*** PASSAGE PROVIDED ***
= Isotopic resonance hypothesis =

The isotopic resonance hypothesis (IsoRes) postulates that certain isotopic compositions of chemical elements affect kinetics of chemical reactions involving molecules built of these elements. The isotopic compositions for which this effect is predicted are called resonance isotopic compositions.

Fundamentally, the IsoRes hypothesis relies on a postulate that less complex systems exhibit faster kinetics than equivalent but more complex systems. Furthermore, system's complexity is affected by its symmetry (more symmetric systems are simpler), and symmetry (in general meaning) of reactants may be affected by their isotopic composition.

The term “resonance” relates to the use of this term in nuclear physics, where peaks in the dependence of a reaction cross section upon energy are called “resonances”. Similarly, a sharp increase (or decrease) in the reaction kinetics as a function of the average isotopic mass of a certain element is called here a resonance.

== History of formulation ==

The concept of isotopes developed from radioactivity. The pioneering work on radioactivity by Henri Becquerel, Marie Curie and Pierre Curie was awarded the Nobel Prize in Physics in 1903. Later Frederick Soddy would take radioactivity from physics to chemistry and shed light on the nature of isotopes, something with rendered him the Nobel Prize in Chemistry in 1921 (awarded in 1922).

The question of stable, non-radioactive isotopes was more difficult and required the development by Francis Aston of a high-resolution mass spectrograph, which allowed the separation of different stable isotopes of one and the same element. Francis Aston was awarded the 1922 Nobel Prize in Chemistry for this achievement. With his enunciation of the whole-number rule, Aston solved a problem that had riddled chemistry for a hundred years. The understanding was that different isotopes of a given element would be chemically identical.

It was discovered in the 1930s by Harold Urey in 1932 (awarded the Nobel Prize in Chemistry in 1934). It was early on found that the deuterium content had a profound effect on chemistry and biochemistry.

In the linear approximation, the effect of isotopic substitution is proportional to the mass ratio of the heavy and light isotope. Thus chemical and biological effects of heavier isotopes of the “biological” atoms C, N and O are expected to be much smaller since the mass ratios for the normal to heavier isotopes are much closer to unity than the factor two for hydrogen to deuterium. However, it has been reported in 1930s, and then again in 1970s and 1990s, as well as recently, that relatively small changes in the content of the heavy isotope of hydrogen, deuterium, has profound effects on biological systems. These strong nonlinear effects could not be fully rationalized based on the known concepts of the isotopic effects. These and other observations make it possible that isotopes have a much more profound importance than could ever have been imagined by the pioneers.
*** End of PASSAGE PROVIDED ***
*** INPUT DATA ***
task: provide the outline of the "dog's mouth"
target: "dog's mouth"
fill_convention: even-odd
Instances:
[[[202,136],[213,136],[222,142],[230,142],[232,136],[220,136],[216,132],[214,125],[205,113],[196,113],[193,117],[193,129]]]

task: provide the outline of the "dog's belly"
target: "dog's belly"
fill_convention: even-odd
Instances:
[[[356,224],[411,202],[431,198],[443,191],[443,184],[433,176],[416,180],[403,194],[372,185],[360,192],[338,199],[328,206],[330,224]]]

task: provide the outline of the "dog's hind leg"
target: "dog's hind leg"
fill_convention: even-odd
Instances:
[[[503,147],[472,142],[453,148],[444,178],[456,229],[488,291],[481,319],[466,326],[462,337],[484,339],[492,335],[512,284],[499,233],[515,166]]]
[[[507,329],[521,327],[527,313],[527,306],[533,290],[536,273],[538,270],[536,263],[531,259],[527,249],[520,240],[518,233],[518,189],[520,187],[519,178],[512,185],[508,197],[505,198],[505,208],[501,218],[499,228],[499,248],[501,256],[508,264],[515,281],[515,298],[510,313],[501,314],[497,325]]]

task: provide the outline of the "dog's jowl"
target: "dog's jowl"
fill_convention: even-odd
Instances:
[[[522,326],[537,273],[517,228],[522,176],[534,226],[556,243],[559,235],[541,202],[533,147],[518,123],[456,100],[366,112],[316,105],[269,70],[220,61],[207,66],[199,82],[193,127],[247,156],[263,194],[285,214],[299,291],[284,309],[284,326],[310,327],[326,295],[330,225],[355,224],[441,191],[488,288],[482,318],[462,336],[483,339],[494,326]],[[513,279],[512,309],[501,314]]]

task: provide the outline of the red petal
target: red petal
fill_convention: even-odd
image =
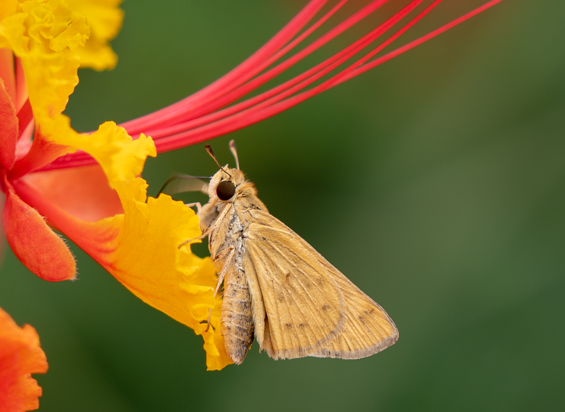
*** End of INPUT DATA ***
EXERCISE INSTRUCTIONS:
1/ According to the passage on the isotopic resonance hypothesis, why are the chemical and biological effects of heavier isotopes of carbon, nitrogen, and oxygen expected to be much smaller than those of deuterium? Answer in one to three sentences.
2/ Reproduce the part of the passage on the isotopic resonance hypothesis that begins at the words "It was discovered" and stops after the words "chemistry and biochemistry.".
Rely only on the passage on the isotopic resonance hypothesis.

TASK SOLUTIONS:
1/ In the linear approximation, the effect of isotopic substitution is proportional to the mass ratio of the heavy and light isotope. For carbon, nitrogen, and oxygen, the mass ratios of the normal to heavier isotopes are much closer to unity than the factor of two between hydrogen and deuterium.

2/
It was discovered in the 1930s by Harold Urey in 1932 (awarded the Nobel Prize in Chemistry in 1934). It was early on found that the deuterium content had a profound effect on chemistry and biochemistry.